--- Page extract ---

Scientist finds fossilized claw of man-sized sea scorpion

 

Story Highlights

British scientists find fossilized claw in Germany, part of an ancient sea scorpion

Claw indicates ancient sea scorpion was 2.5 meters (8 feet) in length

The scorpion lived only in Germany for 10 million years, 400 million years ago

Fossil suggests spiders, insects, crabs were once far larger than previously thought

 

 

LONDON, England (AP) -- This was a bug you couldn't swat and definitely couldn't step on.

 

The ancient sea scorpion, at 2.5 meters (8 feet) in length, was bigger than the average man is tall.

 

British scientists have stumbled across a fossilized claw, part of an ancient sea scorpion, that is of such large proportion it would make the entire creature the biggest bug ever.

 

How big? Bigger than you, and at 8 feet long as big as some Smart cars.

 

The discovery in 390-million-year-old rocks suggests that spiders, insects, crabs and similar creatures were far larger in the past than previously thought, said Simon Braddy, a University of Bristol paleontologist and one of the study's three authors.

 

"This is an amazing discovery," he said Tuesday.

 

"We have known for some time that the fossil record yields monster millipedes, super-sized scorpions, colossal cockroaches, and jumbo dragonflies. But we never realized until now just how big some of these ancient creepy-crawlies were," he said.

 

The research found a type of sea scorpion that was almost half a yard longer than previous estimates and the largest one ever to have evolved.

 

The study, published online Tuesday in the Royal Society's journal Biology Letters, means that before this sea scorpion became extinct it was much longer than today's average man is tall.

 

Prof. Jeorg W. Schneider, a paleontologist at Freiberg Mining Academy in southeastern Germany, said the study provides valuable new information about "the last of the giant scorpions."

 

Schneider, who was not involved in the study, said these scorpions "were dominant for millions of years because they didn't have natural enemies. Eventually they were wiped out by large fish with jaws and teeth."

--- Entries shown ---

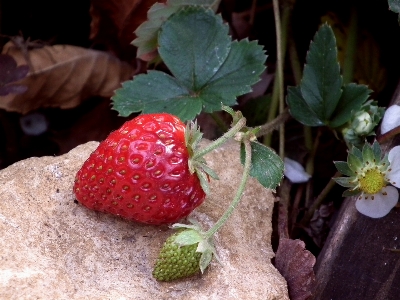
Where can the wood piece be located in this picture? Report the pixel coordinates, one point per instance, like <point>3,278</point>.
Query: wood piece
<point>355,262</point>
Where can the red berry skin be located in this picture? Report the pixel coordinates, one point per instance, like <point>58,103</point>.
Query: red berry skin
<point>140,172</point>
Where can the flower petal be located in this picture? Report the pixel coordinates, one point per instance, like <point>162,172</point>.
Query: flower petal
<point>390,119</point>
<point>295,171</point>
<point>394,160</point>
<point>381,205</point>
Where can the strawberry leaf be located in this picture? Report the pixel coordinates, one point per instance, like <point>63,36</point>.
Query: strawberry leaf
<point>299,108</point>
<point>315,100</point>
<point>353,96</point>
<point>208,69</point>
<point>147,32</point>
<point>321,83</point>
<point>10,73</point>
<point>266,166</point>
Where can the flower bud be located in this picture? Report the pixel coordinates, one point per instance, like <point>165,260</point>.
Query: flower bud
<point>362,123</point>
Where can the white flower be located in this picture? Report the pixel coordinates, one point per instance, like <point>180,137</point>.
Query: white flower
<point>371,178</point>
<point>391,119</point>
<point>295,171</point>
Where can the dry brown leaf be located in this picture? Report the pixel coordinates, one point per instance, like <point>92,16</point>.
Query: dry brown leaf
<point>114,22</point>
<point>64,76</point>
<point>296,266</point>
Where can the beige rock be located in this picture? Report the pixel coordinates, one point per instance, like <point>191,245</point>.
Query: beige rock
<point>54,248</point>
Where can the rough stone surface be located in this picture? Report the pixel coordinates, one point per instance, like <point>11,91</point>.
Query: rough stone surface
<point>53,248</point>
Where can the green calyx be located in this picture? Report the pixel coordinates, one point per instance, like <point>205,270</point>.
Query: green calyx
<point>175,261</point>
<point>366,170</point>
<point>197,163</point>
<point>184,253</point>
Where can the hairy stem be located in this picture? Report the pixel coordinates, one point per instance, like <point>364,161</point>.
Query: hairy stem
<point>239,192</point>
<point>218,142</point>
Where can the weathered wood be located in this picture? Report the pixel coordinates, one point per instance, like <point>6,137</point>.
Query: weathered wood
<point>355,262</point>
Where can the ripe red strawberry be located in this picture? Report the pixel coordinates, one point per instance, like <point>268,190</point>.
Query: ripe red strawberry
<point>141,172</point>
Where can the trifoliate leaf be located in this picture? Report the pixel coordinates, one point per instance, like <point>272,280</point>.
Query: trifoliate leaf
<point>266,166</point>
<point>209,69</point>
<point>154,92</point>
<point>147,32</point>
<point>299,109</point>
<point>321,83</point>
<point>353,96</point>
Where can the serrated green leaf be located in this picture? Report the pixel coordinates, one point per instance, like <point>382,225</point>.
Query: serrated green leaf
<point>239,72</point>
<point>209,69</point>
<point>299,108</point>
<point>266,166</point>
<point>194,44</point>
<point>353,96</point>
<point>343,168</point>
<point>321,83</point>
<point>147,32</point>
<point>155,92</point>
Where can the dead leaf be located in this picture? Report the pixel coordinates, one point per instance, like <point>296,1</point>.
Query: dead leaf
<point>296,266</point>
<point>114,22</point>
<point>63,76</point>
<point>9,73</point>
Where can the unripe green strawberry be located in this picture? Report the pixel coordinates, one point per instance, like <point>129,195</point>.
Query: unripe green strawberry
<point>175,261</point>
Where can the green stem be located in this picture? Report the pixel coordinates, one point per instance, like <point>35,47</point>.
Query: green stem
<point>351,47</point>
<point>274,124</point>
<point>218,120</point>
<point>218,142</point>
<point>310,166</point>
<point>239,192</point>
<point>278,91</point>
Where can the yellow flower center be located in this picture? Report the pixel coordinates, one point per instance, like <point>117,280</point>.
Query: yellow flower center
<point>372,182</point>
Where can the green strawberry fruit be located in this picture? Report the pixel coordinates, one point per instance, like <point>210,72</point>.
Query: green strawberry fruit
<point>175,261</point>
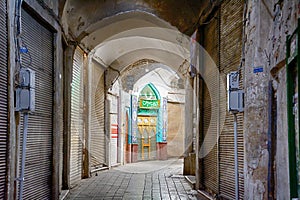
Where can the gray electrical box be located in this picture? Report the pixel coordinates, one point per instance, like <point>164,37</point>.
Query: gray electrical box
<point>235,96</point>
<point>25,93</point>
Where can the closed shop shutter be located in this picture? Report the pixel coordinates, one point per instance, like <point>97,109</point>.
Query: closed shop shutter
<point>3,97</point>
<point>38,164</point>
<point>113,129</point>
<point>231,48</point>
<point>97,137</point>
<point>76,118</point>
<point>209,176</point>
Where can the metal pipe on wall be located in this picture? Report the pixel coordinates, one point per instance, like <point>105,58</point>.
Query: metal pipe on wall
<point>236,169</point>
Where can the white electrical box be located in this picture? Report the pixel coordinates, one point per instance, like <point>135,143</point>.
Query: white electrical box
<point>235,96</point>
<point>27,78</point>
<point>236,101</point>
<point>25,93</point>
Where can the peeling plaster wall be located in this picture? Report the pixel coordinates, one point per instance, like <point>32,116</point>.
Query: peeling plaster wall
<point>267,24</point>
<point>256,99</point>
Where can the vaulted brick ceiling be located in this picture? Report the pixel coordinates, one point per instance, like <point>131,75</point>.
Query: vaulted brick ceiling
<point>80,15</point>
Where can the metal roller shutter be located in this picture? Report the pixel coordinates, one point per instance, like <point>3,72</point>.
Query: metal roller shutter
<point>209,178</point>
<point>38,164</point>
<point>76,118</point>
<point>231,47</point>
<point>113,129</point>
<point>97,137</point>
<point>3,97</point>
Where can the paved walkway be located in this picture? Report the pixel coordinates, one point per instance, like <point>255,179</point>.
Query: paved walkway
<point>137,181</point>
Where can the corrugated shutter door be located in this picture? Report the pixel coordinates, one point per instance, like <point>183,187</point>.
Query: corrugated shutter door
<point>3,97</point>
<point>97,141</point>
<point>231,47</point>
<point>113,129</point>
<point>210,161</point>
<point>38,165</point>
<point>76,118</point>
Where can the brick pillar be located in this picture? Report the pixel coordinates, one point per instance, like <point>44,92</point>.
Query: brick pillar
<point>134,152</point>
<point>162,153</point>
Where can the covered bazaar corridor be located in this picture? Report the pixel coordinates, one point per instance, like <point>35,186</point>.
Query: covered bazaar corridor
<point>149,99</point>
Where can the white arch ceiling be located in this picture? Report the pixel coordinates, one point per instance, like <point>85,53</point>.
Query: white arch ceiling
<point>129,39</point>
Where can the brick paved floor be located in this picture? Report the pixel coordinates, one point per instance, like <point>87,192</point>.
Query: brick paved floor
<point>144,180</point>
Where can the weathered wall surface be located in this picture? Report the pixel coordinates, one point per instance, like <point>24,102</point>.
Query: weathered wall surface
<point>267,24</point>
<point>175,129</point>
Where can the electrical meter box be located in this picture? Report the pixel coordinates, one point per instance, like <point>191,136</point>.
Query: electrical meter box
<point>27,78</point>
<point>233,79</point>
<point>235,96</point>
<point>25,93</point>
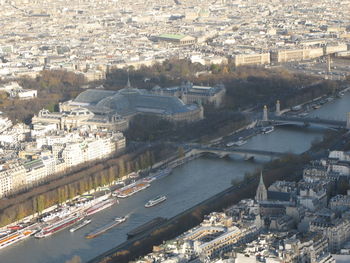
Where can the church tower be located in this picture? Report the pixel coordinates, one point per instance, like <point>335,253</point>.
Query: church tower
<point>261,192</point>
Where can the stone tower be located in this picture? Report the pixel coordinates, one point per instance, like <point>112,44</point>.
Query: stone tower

---

• Exercise set
**A.** Please reproduce the passage of the sea scorpion article starting at "The study, published" and ending at "today's average man is tall.".
**B.** Answer these questions from the sea scorpion article:
(i) How old are the rocks in which the claw was discovered?
(ii) In which journal was the study published online?
(iii) According to Schneider, what eventually wiped out the giant scorpions?
**C.** Pick up the sea scorpion article after its final sentence and continue it.

• Results in order
**A.**
The study, published online Tuesday in the Royal Society's journal Biology Letters, means that before this sea scorpion became extinct it was much longer than today's average man is tall.

**B.**
(i) 390 million years old.
(ii) Biology Letters, the Royal Society's journal.
(iii) Large fish with jaws and teeth.

**C.**
 

Braddy's partner paleontologist Markus Poschmann found the claw fossil several years ago in a quarry near Prum, Germany, that probably had once been an ancient estuary or swamp.

 

"I was loosening pieces of rock with a hammer and chisel when I suddenly realized there was a dark patch of organic matter on a freshly removed slab. After some cleaning I could identify this as a small part of a large claw," said Poschmann, another author of the study.

 

"Although I did not know if it was more complete or not, I decided to try and get it out. The pieces had to be cleaned separately, dried, and then glued back together. It was then put into a white plaster jacket to stabilize it," he said.

 

Eurypterids, or ancient sea scorpions, are believed to be the extinct aquatic ancestors of today's scorpions and possibly all arachnids, a class of joint-legged, invertebrate animals, including spiders, scorpions, mites and ticks.

 

Braddy said the fossil was from a Jaekelopterus Rhenaniae, a kind of scorpion that lived only in Germany for about 10 million years, about 400 million years ago.

 

He said some geologists believe that gigantic sea scorpions evolved due to higher levels of oxygen in the atmosphere in the past. Others suspect they evolved in an "arms race" alongside their likely prey, fish that had armor on their outer bodies.

 

Braddy said the sea scorpions also were cannibals that fought and ate one other, so it helped to be as big as they could be.

 

"The competition between this scorpion and its prey was probably like a nuclear standoff, an effort to have the biggest weapon," he said. "Hundreds of millions of years ago, these sea scorpions had the upper hand over vertebrates -- backboned animals like ourselves."

 

That competition ended long ago.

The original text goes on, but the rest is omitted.